Consegna 1
Secondo il testo mostrato, in che giorno è morta la donante?
Consegna 2
Per ciascuna affermazione indica se concorda con il testo mostrato, rispondendo sì o no e citando alla lettera le parole decisive: (a) la Corte d'Appello di Catanzaro accolse l'impugnazione; (b) la domanda diretta all'autorità governativa fu inoltrata il 3 luglio 1971; (c) Oriana Capua resiste con controricorso.
Consegna 3
Riporta fedelmente il passo del testo mostrato da "Ricorre per cassazione" fino a "prospettato dall’ente appellante." compreso.

Contro la sentenza propose appello la Provincia del Sacro Costato della Congregazione dei Padri Passionisti, citando in giudizio Oriana Capua. Ordinata l’integrazione del contraddittorio nei confronti di Vittorio Sbarra, di Carmine Gatto e di Giuseppe Carmine Chiappetta, nelle rispettive qualità, con sentenza 14 aprile – 22 ottobre 1999, la Corte d’Appello di Catanzaro respinse l’impugnazione.
Per quanto ancora interessa, nella sentenza si legge che non vi era stata valida accettazione della donazione da parte dell’Ente appellante, in quanto non sussisteva la prova che la Provincia donataria avesse notificato alla donante non soltanto l’autorizzazione governativa ad acce1ttare, ma neppure la domanda diretta all’autorità governativa intesa ad ottenere l’autorizzazione. Peraltro, detta domanda, inoltrata in data 3 luglio 1971, ben poteva essere notificata alla donante, la cui morte era avvenuta il 14 dicembre 1972. Una volta intervenuta la morte della donante prima della concessione dell’autorizzazione e trascorso l’anno, durante il quale la dichiarazione del donante si considera irrevocabile, la donazione doveva considerarsi caducata senza possibilità di sanatoria. D’altra parte, la legge 27 maggio 1929, n. 848, doveva ritenersi abrogata per incompatibilità dall’art. 782 cod. civ.
Ricorre per cassazione con due motivi la Provincia del Sacro Costato della Congregazione dei Padri Passionisti con sede in Manduria; resiste con controricorso Oriana Capua; non spiegano attività difensiva gli intimati Giuseppe Carmine Chiappetta; Vittorio Sbarra e Carmine Gatto.

Diritto

1.- A fondamento del ricorso, l’ente ricorrente deduce: 1.1 Violazione dell’art. 7 della Costituzione, degli artt. 9 – 11 L. 27 maggio 1929, n. 848, dell’art. 74 L. 20 maggio 1985, n. 222, dell’art. 17 L. 20 maggio 1985, n. 222. Violazione e falsa applicazione dell’art. 782 cod. civ. Omessa o insufficiente motivazione circa un punto decisivo della controversia prospettato dall’ente appellante.

Dati di partenza
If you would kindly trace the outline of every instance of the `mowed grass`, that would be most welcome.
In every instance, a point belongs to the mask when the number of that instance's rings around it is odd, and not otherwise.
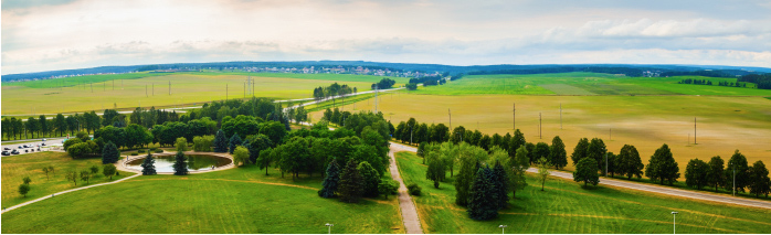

Risposta scritta 1
Il 14 dicembre 1972.

Risposta scritta 2
(a) No: "la Corte d’Appello di Catanzaro respinse l’impugnazione".
(b) Sì: "detta domanda, inoltrata in data 3 luglio 1971".
(c) Sì: "resiste con controricorso Oriana Capua".

Risposta scritta 3
Ricorre per cassazione con due motivi la Provincia del Sacro Costato della Congregazione dei Padri Passionisti con sede in Manduria; resiste con controricorso Oriana Capua; non spiegano attività difensiva gli intimati Giuseppe Carmine Chiappetta; Vittorio Sbarra e Carmine Gatto.

Diritto

1.- A fondamento del ricorso, l’ente ricorrente deduce: 1.1 Violazione dell’art. 7 della Costituzione, degli artt. 9 – 11 L. 27 maggio 1929, n. 848, dell’art. 74 L. 20 maggio 1985, n. 222, dell’art. 17 L. 20 maggio 1985, n. 222. Violazione e falsa applicazione dell’art. 782 cod. civ. Omessa o insufficiente motivazione circa un punto decisivo della controversia prospettato dall’ente appellante.